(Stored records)
#####

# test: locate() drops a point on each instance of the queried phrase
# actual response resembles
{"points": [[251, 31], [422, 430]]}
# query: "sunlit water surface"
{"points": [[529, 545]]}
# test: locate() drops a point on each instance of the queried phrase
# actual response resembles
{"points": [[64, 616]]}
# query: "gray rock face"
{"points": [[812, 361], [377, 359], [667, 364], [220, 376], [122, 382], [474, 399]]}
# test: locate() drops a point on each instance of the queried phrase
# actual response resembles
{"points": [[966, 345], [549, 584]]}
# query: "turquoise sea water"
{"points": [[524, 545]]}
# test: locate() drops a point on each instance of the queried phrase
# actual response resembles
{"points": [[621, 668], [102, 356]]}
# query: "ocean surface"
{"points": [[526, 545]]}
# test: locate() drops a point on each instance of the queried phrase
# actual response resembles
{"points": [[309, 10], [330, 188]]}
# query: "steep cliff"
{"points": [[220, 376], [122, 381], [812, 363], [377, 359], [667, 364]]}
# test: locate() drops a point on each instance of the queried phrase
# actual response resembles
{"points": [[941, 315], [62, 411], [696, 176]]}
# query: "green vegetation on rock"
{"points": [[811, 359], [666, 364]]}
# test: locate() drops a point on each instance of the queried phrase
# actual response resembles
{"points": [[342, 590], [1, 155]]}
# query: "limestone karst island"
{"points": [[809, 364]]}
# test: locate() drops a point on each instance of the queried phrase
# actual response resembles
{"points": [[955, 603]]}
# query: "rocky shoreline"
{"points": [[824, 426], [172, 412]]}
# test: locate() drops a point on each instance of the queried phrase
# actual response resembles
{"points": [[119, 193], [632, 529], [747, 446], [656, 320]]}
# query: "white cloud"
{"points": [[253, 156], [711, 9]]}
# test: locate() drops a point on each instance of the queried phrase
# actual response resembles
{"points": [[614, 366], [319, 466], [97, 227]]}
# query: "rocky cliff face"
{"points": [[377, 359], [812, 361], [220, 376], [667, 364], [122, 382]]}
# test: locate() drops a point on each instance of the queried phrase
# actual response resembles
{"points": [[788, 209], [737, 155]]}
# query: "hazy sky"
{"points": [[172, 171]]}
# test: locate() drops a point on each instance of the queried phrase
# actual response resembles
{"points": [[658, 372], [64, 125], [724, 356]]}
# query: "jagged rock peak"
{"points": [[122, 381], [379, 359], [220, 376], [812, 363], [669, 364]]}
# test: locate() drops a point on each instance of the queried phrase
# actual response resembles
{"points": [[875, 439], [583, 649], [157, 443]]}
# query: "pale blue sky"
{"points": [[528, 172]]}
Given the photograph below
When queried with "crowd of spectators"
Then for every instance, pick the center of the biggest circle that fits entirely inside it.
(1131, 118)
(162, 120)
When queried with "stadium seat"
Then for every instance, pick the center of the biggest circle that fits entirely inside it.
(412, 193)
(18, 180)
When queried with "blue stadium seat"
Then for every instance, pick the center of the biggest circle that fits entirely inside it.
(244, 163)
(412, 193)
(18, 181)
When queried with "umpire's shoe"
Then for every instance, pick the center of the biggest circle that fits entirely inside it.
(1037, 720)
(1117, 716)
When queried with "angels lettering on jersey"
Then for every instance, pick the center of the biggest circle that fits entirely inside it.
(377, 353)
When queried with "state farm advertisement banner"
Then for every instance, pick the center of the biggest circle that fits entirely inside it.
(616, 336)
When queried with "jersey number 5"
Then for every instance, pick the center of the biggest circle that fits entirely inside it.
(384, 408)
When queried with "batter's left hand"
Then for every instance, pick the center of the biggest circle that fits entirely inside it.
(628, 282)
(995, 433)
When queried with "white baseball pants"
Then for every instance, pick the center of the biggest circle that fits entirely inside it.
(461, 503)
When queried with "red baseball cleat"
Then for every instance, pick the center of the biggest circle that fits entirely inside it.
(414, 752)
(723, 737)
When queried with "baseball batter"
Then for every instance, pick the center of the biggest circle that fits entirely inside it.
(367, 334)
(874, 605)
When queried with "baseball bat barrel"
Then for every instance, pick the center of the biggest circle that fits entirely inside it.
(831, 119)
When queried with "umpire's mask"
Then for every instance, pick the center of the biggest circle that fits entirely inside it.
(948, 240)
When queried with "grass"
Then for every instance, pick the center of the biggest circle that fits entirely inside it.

#####

REQUIREMENT:
Go through the records and set every one down exactly.

FINAL ANSWER:
# test: locate() drops a point on each instance of the queried phrase
# actual response resembles
{"points": [[251, 31], [422, 430]]}
# query: "sunlit water surface"
{"points": [[529, 545]]}
# test: locate() drops a point on each instance of the queried phrase
# actual response resembles
{"points": [[64, 616]]}
# query: "gray rock face"
{"points": [[812, 361], [377, 359], [667, 364], [220, 376], [122, 382], [474, 399]]}
# test: locate() drops a point on each instance of the queried phrase
# actual response resembles
{"points": [[966, 345], [549, 584]]}
# query: "turquoise sea water"
{"points": [[524, 545]]}
# test: locate() drops a point on each instance of the queried phrase
# actual response resembles
{"points": [[621, 668], [102, 356]]}
# query: "ocean surface"
{"points": [[526, 545]]}
# test: locate() drops a point on each instance of the queried phrase
# actual response resembles
{"points": [[309, 10], [330, 188]]}
# query: "steep cliff"
{"points": [[220, 376], [122, 381], [812, 363], [377, 359], [667, 364]]}
# test: locate() drops a point on each instance of the queried phrase
# actual response resembles
{"points": [[941, 315], [62, 411], [696, 176]]}
# query: "green vegetation on rock"
{"points": [[811, 359], [666, 364]]}
# test: locate() drops a point on each instance of the queried phrase
# actual response resembles
{"points": [[342, 590], [1, 155]]}
# query: "limestone karst island"
{"points": [[809, 364]]}
# test: locate() drops a point on each instance of the queried phrase
# actual response resembles
{"points": [[955, 603]]}
# query: "rocky shoreline"
{"points": [[824, 426], [172, 412]]}
# test: locate() drops a point on each instance of the queried phrase
# actual response resembles
{"points": [[119, 193], [632, 529], [747, 446], [656, 320]]}
# query: "white cloud"
{"points": [[253, 156], [711, 9]]}
# test: locate() drops a point on each instance of the queried phrase
# actual response resembles
{"points": [[614, 366], [319, 466], [97, 227]]}
# query: "rocky cliff face"
{"points": [[377, 359], [812, 361], [220, 376], [667, 364], [122, 382]]}
# test: locate() drops a point on each instance of the queried phrase
# actual response resembles
{"points": [[788, 209], [737, 155]]}
# query: "hazy sky"
{"points": [[172, 171]]}
# test: locate() drops a point on each instance of the queried phrase
# actual response resembles
{"points": [[658, 372], [64, 125], [724, 356]]}
# query: "jagged rock peak"
{"points": [[122, 381], [379, 359], [220, 376], [812, 363], [669, 364]]}
# test: locate() drops a point on each instance of the queried phrase
# actual response resembles
{"points": [[875, 439], [583, 649], [157, 443]]}
# query: "pale blue sky"
{"points": [[528, 172]]}
Given the photograph below
When queried with "crowd of spectators"
Then for every instance, pick the center of the biggest circle that fits entirely inside it.
(1131, 118)
(162, 120)
When queried with "stadium seat"
Then for every instance, pick the center of the biggest circle that fits entirely inside it.
(412, 193)
(18, 180)
When queried with "blue stadium seat"
Then for every instance, pick the center of the biggest circle that fits entirely inside it.
(244, 163)
(412, 193)
(18, 181)
When queried with "umpire's shoe"
Then for every instance, pick the center of the biggest circle that fits entirely inside it.
(1037, 720)
(1117, 716)
When queried with "angels lettering on jersey"
Then for every instance, pick the center of the biggest circle that fits entirely inside it.
(377, 353)
When queried with "state farm advertisement banner"
Then for every instance, pick the center of the biggest circle that fits entirely inside it.
(616, 336)
When queried with "jersey number 5"
Then for every instance, pick the center of the biggest circle that fits entirely inside it.
(384, 408)
When queried with "batter's left hand"
Then for every instance, pick the center of the biggest circle that fits entirely inside it.
(628, 282)
(995, 433)
When queried with "white baseball pants"
Then for every instance, pick the center of the biggest circle that fits entirely inside it.
(461, 503)
When queried with "red baseball cleat"
Then for every instance, pick the center of the biggest circle that fits entirely inside it.
(414, 752)
(723, 737)
When queried with "baseball batter"
Then for every instance, pick the center of the biggest circle that fits entirely inside it.
(367, 334)
(874, 605)
When queried with "baseball bat barrel"
Then for every instance, pick the center of the biggest circle that fits entirely inside it.
(831, 119)
When queried with "umpire's mask"
Then for every instance, pick the center of the biggest circle that fits entirely inside it.
(948, 240)
When queried with "grass"
Then for every instance, pick the center of the biggest circle that fits entirely inside it.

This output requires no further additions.